Start of Source text

The sometimes teeming number of pitches in a free style piece begs the question of how these are cognitively represented by the listener. Do we hear "27/16" and "5/3" as the same pitch in different intonations or as different pitches altogether? In a piece of mine, such distinctions were shown to be categorically blurred in the listening experience. It was argued that while this blurring may be the most normal for pieces in free style—that is, we do not perceive a move from "27/16" to "5/3" as a modulation in the same way as changing a B to Bb in Equal Temperament would—this can change depending on how the composer constructs her piece. Pieces by Sabat and Lamb seem to suggest listening practices in which pitches commas apart can be distinguished categorically. Within the free style, perhaps we can talk of two sub-categories which represent the two ends of a possible continuum: music that readily invites a simplified organization into focal pitch classes, and music that readily invites separating comma-distanced intervals categorically.
Loose style
Table 2
While the strict and free style, and the importance of properly distinguishing between them, was already introduced by Lou Harrison, the intermittent loose style is introduced here for the first time. Its most salient characteristic is a hierarchical ordering of pitches that dictates intonational fluidity. Some pitches, structural in nature, are fixed, while the remaining pitches are free. Pitches low in the hierarchy can be freely replaced by their neighboring variants (distanced by commas), while the structural pitches higher up in the hierarchy can under regular circumstances not (if not intentionally used for a modulatory effect, they will sound out-of-tune). In my loose style pieces, the structural pitches are often 'typical' structural pitches such as ["1/1","3/2"] or ["1/1","4/3", "3/2"]. The ["1/1","5/4","3/2","15/8"]-pattern, in particular, has found its use in many compositions. Three different iterations of this pattern are shown in Table 2. In this table, these four structural pitches are themselves ordered into three hierarchical levels; “1/1” is on the top level, “3/2” is on the second level, and “5/4” and “15/8” are on the third. These three levels reflect how the higher one moves in the hierarchy, the greater the modulatory effect of changing pitches by syntonic commas will be. The fourth level under the structural pitches in the table includes all the other pitches used in the pieces.

End of Source text
Start of Extracted data

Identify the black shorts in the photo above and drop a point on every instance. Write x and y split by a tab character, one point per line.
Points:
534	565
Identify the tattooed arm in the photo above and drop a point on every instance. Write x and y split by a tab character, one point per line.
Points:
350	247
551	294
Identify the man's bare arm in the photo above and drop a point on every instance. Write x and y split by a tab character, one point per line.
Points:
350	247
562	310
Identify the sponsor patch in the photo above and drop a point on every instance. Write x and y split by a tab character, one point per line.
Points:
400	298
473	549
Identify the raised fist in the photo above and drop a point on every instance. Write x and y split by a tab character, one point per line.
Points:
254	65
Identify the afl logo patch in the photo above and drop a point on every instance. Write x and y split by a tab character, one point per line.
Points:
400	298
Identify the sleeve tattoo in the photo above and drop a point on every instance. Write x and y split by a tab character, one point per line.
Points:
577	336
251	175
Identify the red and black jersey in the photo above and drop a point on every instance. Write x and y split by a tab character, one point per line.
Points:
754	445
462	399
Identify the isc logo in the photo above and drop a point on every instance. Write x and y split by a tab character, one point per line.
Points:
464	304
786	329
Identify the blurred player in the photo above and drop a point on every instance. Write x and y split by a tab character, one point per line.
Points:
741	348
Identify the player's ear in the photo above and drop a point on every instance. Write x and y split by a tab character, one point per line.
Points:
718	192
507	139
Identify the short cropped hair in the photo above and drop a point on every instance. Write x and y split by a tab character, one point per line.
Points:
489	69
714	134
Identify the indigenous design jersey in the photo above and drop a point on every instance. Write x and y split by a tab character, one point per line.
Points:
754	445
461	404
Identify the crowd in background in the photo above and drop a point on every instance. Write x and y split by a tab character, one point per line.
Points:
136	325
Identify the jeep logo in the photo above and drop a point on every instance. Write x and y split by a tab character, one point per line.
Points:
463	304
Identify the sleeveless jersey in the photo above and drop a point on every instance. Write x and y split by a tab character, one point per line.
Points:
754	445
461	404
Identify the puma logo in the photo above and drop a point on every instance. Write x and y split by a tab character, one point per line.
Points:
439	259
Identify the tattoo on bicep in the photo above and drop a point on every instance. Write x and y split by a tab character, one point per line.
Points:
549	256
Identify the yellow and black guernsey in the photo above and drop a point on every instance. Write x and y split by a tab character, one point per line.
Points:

End of Extracted data

» **Your tasks**
1 > List every pitch ratio that the passage on tuning styles mentions, giving each ratio once.
2 > Turn the paragraph of the passage on tuning styles that begins "While the strict and free style" into a short bulleted list that keeps its main facts.

» **Worked answers**
1 >
27/16
5/3
1/1
3/2
4/3
5/4
15/8

2 >
- Lou Harrison already introduced the strict and free styles and the importance of distinguishing between them. The intermittent loose style is introduced here for the first time.
- The loose style's key feature is a hierarchical ordering of pitches that dictates intonational fluidity. Structural pitches are fixed, and the rest are free.
- Low-ranking pitches can be swapped for neighboring variants a comma away. Structural pitches normally cannot, because they sound out of tune unless the change is an intentional modulation.
- The structural pitches in the loose style pieces are often typical ones, such as 1/1 and 3/2, or 1/1, 4/3, and 3/2.
- Many compositions use the 1/1, 5/4, 3/2, 15/8 pattern. Table 2 shows three iterations of it.
- In that table, 1/1 is on the top level, 3/2 is on the second, and 5/4 and 15/8 are on the third. The higher the level, the greater the modulatory effect of changing a pitch by a syntonic comma.
- A fourth level, below the structural pitches, holds all the other pitches used in the pieces.